### Given passage
# Natural gas canisters



## NateBecky (Aug 11, 2017)

Does anyone have experience with using natural gas canisters to fuel their roaster? I understand that there are businesses that will remove and replace these as needed.


----------



## El carajillo (Mar 16, 2013)

Do you mean propane and butane cylinders ?


----------



## NateBecky (Aug 11, 2017)

Yes


----------



## El carajillo (Mar 16, 2013)

I have not used it for roasting but I have for several other uses. You will need Propane (red cylinder) as butane will not gas off in cold weather.=no winter roasting.

Check yellow pages for local bottled gas .suppliers or contact CALOR for their local depot's. Check on the power of the burner as this could determine the size of cylinder you require. You will also need to check the burner jets to ensure it is correct for type of gas used.


----------



## NateBecky (Aug 11, 2017)

### Brief 1
Quote the gas canister thread from "Does anyone have" up to and including "butane cylinders ?".
### Brief 2
Extend the forum thread on gas canisters for coffee roasting, picking up from the point where it stops.
The data has no connection to the thread about gas canisters for a roaster.

### Extracted material

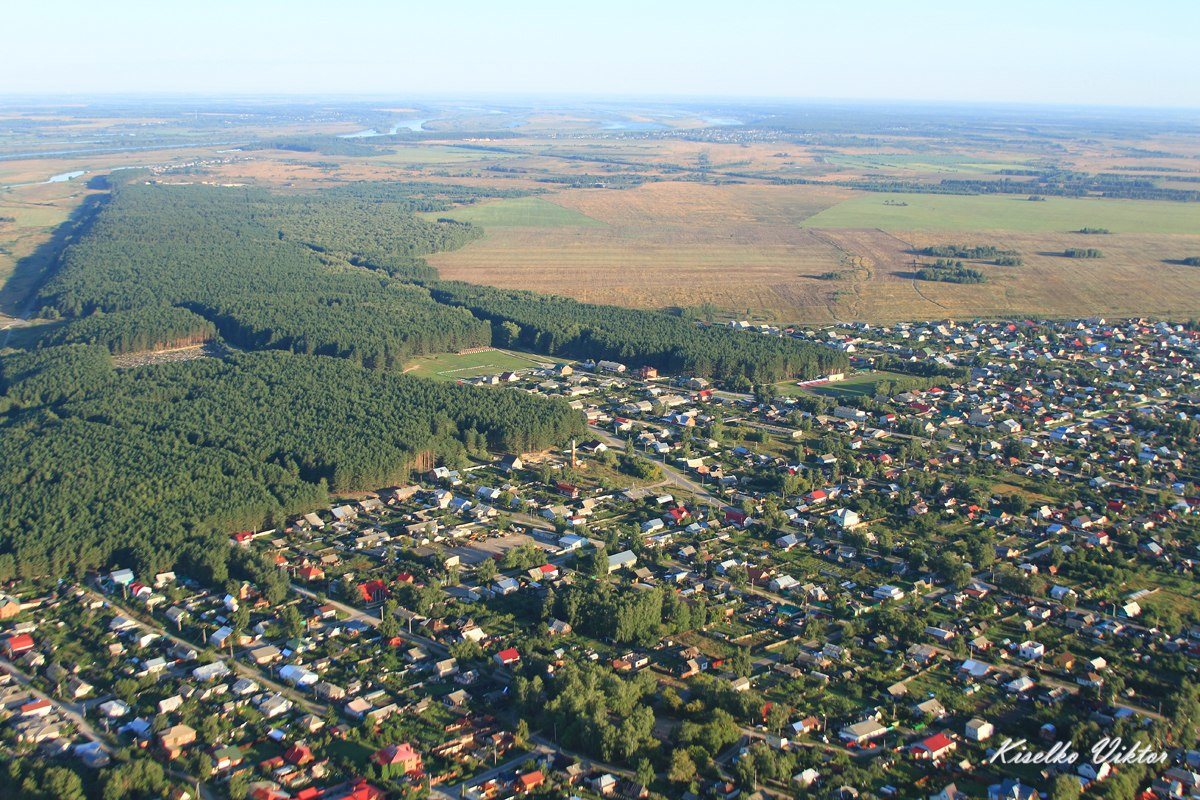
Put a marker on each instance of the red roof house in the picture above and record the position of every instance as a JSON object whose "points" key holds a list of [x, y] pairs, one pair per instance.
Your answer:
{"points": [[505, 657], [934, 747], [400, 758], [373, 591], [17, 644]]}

...

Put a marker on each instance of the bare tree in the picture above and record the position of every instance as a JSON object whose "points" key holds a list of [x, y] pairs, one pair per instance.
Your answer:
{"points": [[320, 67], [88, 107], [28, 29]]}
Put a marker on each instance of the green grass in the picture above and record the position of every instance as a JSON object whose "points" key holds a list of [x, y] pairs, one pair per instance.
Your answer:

* * *

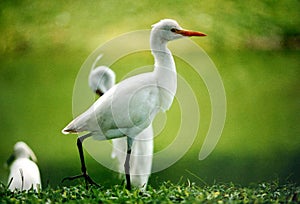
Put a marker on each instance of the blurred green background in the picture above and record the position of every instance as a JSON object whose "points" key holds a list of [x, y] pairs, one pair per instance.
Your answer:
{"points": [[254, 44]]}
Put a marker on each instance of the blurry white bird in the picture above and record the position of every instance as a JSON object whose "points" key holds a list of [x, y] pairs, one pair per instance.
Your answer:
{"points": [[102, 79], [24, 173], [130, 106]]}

### Written response 1
Does anyone have experience with using natural gas canisters to fuel their roaster? I understand that there are businesses that will remove and replace these as needed.


----------



## El carajillo (Mar 16, 2013)

Do you mean propane and butane cylinders ?

### Written response 2
Great advice, thanks. I've seen it done once but didn't investigate well enough to remember.


----------



## espressotechno (Apr 11, 2011)

Caravan supply shops are a good place for bottled gas.

They may also have gas engineer' contacts.


----------



## Alan (Mar 3, 2014)

One of the things to be aware of is your insurance. If you plan to roast at home your insurance might be void if you use gas cylinders. Also if you are in a commercial premises make sure you notify your insurer.

In addition be aware that if your kit is mobile it will need to be installed by a gas safe trailer engineer not a normal gas safe engineer.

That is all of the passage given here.